▶ GIVEN TEXT:

I posted a question on here Sat night about my non stop crying when my boyfriend came over to say goodbye before he left to work and live away. (I stopped crying on Sunday!) Pathetic!!!
Anyway on his leaving he promised me he would make an effort (as he doenst want to loose me!) , text, or ring. But its only Wednesday, and he has made b*gger all effort. Only replies if I text, and sometime doesnt even bother replying. Giving me some excuse, that he has been busy. Which he may have been, but I think he has just been out with his brother who he is living with.
So now I look like some maniac!
What shall I do? Just forget him?
My apologies for going on and on about this. But I really am confused.
Know it's not what you want to hear but since he knew how upset you were and promised to make an effort but hasn't already, I think it would be better for you in the long run to accept now that it's over. Hope you cope with whatever you decide
sorry babe but i think he's making his feeling clear, if it was me i wouldn't text or call and just get on with my life, sorry if that's harsh but fromyour previous posts , he's decided to go and start a new life, you need to do the same, again sorry i know it easier said than done, take care xx
Suzy and mccfluff, these are the answers I need to hear, as I cannot get them into my head. I am confused as he was so lovely at the weekend. But has been very distant to the run up to him moving. He said it was stress! But he didnt think about the stress it was causing me. I guess
I think that that is the crux of it - he isn't thinking about you and your feelings or trying to make this an easy transition for you. Being nice while he is there is much easier than putting himself out now he is gone.. and he doesn't seem to be doing that. I am terrible myself for hanging on in relationships in the past because I still loved them and was able to kid myself that things would work out when they wouldn't but what helped me see it more clearly sometimes is imagining what advice I would give a friend in the same position - would you tell them it was time to move on? Probably I'm afraid
Suzy, yes I too am a person to hang on in relationships. And yes if a friend was asking me "my question" I would tell them to move on. Even though this is a long distance relationship. A big part of me is thinking ,its better than no relationship.

▶ INFORMATION PROVIDED:
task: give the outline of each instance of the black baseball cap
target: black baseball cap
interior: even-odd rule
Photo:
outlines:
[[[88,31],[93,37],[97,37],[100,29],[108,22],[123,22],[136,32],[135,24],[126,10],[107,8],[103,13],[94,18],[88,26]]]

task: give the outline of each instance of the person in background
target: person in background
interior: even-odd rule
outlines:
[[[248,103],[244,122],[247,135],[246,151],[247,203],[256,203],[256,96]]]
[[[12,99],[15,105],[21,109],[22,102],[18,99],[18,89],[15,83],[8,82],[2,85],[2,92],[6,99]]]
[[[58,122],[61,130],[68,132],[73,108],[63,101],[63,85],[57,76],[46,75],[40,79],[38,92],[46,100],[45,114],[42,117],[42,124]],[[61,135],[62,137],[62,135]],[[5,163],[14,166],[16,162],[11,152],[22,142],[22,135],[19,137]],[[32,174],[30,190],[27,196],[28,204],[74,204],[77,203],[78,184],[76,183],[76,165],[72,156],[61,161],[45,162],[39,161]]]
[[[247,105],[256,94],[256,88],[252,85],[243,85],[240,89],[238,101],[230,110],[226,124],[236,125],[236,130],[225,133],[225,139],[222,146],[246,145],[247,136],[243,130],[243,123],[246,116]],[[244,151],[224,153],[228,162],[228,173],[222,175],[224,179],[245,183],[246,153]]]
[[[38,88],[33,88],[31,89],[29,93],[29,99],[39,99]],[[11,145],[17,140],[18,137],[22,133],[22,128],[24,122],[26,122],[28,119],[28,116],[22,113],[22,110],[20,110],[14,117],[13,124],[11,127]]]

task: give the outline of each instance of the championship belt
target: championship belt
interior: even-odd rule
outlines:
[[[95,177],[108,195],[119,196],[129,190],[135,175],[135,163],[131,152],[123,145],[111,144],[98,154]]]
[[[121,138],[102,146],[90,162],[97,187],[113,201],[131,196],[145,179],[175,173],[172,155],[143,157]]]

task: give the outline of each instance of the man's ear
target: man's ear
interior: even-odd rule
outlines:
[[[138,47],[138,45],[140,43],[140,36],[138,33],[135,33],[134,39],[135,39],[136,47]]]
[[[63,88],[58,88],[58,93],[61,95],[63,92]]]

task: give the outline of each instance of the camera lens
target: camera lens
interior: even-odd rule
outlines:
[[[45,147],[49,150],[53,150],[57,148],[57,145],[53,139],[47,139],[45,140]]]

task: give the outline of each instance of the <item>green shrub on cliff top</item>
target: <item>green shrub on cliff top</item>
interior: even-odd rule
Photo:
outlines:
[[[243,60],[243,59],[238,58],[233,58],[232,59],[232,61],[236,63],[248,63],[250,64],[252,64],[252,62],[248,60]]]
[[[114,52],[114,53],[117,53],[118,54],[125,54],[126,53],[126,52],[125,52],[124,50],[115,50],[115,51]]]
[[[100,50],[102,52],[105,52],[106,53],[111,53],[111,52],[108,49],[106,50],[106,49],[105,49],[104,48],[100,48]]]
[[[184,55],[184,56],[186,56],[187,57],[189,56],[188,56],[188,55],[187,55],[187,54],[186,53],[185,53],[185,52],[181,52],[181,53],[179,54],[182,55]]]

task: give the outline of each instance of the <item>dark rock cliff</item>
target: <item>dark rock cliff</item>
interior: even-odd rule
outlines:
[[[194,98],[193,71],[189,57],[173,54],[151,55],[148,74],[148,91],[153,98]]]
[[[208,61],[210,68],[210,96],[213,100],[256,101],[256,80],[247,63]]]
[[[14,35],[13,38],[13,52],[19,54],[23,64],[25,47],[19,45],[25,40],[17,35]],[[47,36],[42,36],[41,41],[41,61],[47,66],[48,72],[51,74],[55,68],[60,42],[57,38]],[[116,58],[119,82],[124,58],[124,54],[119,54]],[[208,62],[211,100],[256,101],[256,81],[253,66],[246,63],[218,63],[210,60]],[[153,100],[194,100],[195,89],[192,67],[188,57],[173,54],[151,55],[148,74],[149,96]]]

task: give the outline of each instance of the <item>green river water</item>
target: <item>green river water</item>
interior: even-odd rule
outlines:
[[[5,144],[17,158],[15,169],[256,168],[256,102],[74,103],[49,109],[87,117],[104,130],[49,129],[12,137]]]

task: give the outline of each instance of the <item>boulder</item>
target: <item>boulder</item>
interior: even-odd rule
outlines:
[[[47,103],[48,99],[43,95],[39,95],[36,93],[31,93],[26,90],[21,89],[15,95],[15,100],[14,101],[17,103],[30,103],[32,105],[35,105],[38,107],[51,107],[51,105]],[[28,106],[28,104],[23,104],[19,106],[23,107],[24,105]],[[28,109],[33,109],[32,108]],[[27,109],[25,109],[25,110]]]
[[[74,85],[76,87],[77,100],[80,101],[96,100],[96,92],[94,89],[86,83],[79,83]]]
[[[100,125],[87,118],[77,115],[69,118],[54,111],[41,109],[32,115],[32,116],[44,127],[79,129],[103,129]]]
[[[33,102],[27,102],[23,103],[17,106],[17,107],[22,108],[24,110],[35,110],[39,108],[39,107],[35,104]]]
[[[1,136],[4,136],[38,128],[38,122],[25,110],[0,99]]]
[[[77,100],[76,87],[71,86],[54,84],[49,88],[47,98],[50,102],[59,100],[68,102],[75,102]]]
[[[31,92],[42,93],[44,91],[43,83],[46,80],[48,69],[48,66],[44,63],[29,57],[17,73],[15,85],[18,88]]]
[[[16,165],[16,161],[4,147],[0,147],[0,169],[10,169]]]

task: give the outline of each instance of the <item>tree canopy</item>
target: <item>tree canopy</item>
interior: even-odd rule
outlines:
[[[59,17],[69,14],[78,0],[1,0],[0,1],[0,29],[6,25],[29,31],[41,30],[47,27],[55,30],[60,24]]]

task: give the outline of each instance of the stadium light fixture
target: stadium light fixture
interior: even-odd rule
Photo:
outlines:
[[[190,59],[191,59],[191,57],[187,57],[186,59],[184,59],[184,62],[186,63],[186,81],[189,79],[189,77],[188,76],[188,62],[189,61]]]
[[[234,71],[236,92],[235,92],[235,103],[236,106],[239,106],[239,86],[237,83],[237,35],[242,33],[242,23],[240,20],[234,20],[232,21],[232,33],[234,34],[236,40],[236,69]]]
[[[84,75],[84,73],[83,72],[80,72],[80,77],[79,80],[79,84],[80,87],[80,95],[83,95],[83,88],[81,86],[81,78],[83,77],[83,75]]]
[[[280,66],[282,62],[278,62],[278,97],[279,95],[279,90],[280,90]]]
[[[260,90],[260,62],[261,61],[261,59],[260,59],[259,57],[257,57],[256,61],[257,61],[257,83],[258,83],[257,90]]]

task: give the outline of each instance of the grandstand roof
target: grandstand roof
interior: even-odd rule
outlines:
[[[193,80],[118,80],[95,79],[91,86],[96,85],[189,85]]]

▶ DIRECTION: Carry on the forum thread about the boyfriend who moved away for work, starting right after its final sentence.

▶ TASK RESPONSE:
That makes me look pretty sad. Oh and I texted him at 7 and asked if he wanted to chat on the phone, and he has not replied. :(
Long distance relationships only work with a lot of effort on both parts I'm afraid and a relationship that makes you unhappy can't be better than being on your own til someone comes along who will put you first
I am worried that you are thinking things about him already and he has been gone for such a short period of time. This implies that you don't trust him. In that case is it worth hanging on to a relationship where there is no trust?
He has only just moved, I am sure there are loas of things that he needs to do, however, he should have contacted you and to ignore you is downright rude.
My advice is think verycarefully about what you want to do, I personally would probably end it to allow you to get on with your life and not wait around for him like you seem to be - but then its such early days. may be give it some time.
mccfluff, thank you again. I feel so low about all this. And he just moves on (we had been together over 3 years) and its like I never exsisted to him. I really want to hate him. But I cant. How stupid am I?
I'm sorry but if you can't trust him fully, then I worry that trying to cope with this situation will make you insecure. I do think you need to be strong and cut the ties now. Difficult I know but letting things drag on with only you making an effort will just be more painful. You never know, the shock of you giving up on him might just bring him to his senses. Good luck
Suzy, I wish those tactics would work. But if I dont contact him. Then I hear nothing from his first. As he always knows I will end up texting or ringing him. I wish I was stronger.
I would say forget him then, but I can't talk given the twisted friendship/relationship I'm in.
Your happiness is the most important thing, but you have to make any decision on your own or it won't work, it has to be whats right for you at that time. If that means hanging around 'looking like a fool/doormat' but its whats right for you then, then thats what you do.
I'll be thinking about you and will support you if you need it.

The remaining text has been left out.